Copy out, one per line, each line of the listing below that contains the word "surface".

(Rows from an object pointing dataset)

»»

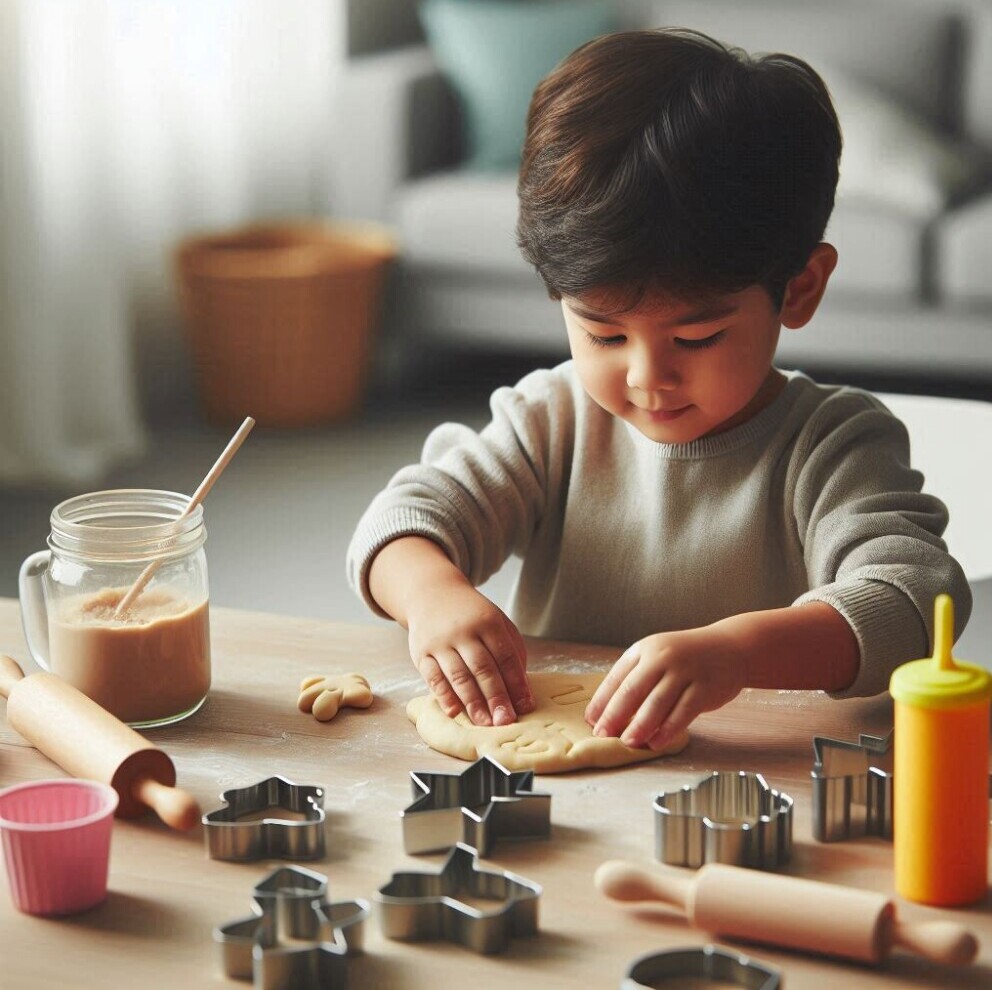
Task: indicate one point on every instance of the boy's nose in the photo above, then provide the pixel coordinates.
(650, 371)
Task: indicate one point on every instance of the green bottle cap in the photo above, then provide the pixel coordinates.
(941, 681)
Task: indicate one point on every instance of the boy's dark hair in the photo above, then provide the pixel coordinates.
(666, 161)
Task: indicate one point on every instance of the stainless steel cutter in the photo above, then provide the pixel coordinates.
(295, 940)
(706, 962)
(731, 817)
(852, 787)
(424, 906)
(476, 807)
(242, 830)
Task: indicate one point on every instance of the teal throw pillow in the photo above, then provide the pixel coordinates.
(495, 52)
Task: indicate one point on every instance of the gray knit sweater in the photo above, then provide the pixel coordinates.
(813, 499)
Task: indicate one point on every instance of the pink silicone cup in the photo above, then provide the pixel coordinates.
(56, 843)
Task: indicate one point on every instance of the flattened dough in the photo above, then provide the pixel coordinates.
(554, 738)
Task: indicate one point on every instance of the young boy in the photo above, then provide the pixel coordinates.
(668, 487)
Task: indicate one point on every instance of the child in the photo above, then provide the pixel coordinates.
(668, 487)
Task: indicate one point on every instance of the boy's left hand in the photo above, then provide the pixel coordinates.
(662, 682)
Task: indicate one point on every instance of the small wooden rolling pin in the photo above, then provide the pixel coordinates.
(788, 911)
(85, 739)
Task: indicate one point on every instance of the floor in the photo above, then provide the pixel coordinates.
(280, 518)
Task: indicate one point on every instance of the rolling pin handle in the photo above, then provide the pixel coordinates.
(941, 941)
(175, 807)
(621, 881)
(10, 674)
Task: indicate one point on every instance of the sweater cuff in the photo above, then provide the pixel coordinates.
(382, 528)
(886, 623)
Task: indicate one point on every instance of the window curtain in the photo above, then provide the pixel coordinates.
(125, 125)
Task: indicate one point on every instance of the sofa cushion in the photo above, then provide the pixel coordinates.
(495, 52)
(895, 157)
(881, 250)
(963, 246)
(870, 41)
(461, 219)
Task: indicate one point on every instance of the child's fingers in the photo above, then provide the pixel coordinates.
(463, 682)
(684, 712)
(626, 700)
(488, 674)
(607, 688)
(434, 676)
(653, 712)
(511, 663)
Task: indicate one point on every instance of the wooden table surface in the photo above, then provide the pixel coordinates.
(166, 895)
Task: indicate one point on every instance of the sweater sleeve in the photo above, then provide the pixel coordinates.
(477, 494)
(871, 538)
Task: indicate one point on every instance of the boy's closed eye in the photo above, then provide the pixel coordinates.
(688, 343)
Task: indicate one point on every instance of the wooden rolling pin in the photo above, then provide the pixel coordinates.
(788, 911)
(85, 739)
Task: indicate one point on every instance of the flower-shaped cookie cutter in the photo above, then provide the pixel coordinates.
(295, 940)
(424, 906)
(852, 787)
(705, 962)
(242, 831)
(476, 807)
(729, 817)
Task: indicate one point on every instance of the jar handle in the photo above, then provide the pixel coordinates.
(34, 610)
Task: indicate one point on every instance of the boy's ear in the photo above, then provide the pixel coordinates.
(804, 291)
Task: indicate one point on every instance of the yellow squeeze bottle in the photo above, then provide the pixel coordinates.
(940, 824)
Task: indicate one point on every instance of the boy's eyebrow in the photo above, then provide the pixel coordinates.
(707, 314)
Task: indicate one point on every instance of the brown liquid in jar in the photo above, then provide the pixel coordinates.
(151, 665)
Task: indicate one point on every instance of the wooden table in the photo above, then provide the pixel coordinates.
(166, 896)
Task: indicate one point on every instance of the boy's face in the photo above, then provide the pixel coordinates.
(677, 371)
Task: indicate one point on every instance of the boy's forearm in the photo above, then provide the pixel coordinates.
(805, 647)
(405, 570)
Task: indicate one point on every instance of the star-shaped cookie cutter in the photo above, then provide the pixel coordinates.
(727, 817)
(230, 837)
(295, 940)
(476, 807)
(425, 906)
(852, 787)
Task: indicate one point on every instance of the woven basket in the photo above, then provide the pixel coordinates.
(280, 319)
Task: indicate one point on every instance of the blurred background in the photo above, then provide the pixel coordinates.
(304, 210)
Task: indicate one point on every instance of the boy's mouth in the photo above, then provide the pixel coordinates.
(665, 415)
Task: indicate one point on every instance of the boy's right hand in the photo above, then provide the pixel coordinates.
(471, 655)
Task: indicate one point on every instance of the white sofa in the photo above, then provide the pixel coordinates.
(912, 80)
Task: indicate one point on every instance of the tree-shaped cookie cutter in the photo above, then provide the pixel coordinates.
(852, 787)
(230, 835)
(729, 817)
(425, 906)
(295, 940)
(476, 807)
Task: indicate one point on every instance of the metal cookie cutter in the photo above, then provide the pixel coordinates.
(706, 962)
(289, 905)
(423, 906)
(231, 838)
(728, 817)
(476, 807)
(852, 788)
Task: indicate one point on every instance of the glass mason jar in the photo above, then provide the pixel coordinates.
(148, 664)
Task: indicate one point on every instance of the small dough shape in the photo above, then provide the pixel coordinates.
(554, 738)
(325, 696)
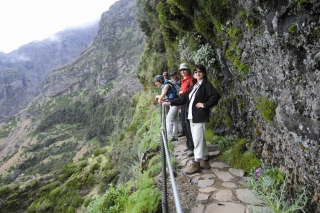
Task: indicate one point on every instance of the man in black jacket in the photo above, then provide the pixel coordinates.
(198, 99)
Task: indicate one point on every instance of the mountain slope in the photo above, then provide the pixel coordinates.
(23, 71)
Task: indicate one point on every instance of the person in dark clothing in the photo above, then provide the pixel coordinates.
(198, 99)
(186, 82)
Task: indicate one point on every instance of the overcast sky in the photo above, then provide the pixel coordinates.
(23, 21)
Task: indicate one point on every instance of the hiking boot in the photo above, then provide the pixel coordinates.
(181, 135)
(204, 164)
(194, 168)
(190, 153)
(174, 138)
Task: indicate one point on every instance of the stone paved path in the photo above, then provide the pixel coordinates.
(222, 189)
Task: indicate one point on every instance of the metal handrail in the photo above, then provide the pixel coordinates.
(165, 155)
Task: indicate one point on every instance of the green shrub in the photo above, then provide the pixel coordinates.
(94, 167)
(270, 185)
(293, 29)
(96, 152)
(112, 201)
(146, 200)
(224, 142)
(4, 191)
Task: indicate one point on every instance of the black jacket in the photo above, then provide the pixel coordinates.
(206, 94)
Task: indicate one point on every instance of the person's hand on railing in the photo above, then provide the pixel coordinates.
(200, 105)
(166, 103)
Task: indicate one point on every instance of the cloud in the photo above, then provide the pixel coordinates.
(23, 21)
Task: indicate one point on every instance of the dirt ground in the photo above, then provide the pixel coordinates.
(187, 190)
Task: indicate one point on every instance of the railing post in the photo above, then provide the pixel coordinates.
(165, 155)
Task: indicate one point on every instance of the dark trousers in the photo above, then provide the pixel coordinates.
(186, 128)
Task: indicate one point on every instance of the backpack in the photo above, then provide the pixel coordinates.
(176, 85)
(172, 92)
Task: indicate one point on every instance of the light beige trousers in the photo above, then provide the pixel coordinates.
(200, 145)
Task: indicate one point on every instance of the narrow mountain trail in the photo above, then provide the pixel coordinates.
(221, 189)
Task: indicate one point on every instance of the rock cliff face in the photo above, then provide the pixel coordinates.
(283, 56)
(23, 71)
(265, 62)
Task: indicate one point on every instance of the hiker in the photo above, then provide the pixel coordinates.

««
»»

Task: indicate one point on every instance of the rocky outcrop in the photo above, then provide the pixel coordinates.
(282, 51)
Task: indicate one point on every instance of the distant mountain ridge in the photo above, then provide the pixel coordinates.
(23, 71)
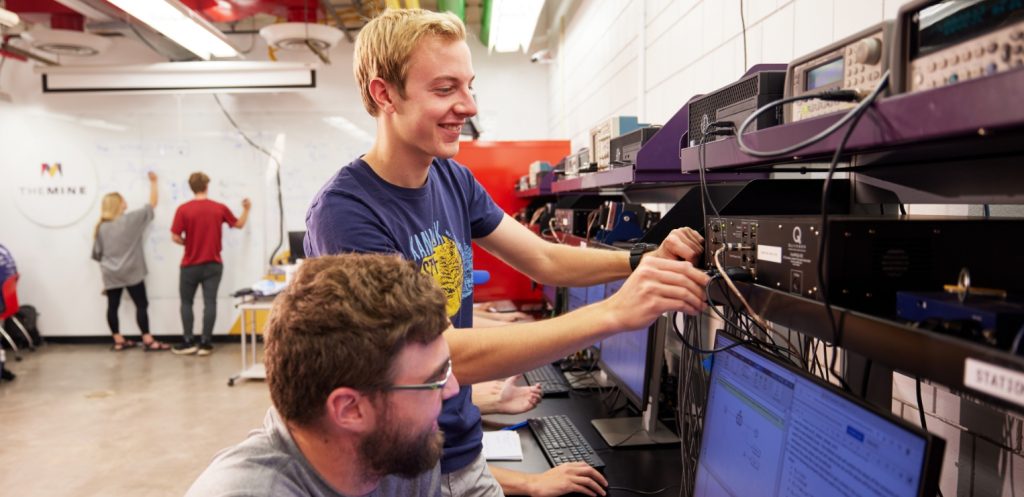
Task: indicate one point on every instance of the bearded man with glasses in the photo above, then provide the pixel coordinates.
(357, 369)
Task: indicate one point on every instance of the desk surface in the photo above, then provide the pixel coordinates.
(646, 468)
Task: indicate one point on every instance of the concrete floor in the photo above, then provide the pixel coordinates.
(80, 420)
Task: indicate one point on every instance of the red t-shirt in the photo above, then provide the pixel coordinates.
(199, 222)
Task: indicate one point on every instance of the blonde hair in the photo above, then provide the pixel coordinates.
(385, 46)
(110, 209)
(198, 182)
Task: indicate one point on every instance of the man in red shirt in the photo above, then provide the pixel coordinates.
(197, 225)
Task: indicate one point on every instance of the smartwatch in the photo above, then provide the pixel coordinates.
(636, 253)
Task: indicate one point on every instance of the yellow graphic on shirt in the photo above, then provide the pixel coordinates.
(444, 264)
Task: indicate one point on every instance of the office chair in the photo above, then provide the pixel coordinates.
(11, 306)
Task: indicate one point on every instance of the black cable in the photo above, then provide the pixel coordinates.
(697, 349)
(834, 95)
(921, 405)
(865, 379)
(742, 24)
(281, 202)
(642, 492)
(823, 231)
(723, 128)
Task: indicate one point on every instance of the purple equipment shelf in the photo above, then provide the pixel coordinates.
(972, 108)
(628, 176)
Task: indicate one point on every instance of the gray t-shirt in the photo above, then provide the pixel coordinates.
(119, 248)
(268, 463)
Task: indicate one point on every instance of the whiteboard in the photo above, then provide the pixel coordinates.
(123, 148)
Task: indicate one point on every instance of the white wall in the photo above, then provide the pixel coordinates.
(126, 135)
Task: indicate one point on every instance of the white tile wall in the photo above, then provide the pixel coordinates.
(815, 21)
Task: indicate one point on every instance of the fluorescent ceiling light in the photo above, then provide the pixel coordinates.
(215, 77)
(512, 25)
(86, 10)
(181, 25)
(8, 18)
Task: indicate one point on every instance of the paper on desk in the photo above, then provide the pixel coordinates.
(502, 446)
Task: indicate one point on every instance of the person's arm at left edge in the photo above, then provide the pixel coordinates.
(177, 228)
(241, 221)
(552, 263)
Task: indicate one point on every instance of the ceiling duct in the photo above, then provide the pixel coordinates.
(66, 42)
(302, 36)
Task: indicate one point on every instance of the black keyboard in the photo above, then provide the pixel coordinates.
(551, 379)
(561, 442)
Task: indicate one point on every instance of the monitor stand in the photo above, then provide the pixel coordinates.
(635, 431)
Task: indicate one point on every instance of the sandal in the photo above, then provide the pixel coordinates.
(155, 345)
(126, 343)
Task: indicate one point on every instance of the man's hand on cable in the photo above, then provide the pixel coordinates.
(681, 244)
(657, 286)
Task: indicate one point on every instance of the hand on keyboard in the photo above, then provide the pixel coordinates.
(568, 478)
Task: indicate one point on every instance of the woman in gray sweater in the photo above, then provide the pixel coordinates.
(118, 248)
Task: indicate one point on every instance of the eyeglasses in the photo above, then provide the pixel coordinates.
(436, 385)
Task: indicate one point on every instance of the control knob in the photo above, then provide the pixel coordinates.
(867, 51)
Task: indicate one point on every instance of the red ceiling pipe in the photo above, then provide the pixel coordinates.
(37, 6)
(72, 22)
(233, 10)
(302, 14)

««

Solution to this task.
Task: indicate one point on every instance of the wooden table surface in the photo above, then provide the pixel coordinates.
Task: indicate one point on every instance of the desk surface in the photo above, then provide the pixel coordinates.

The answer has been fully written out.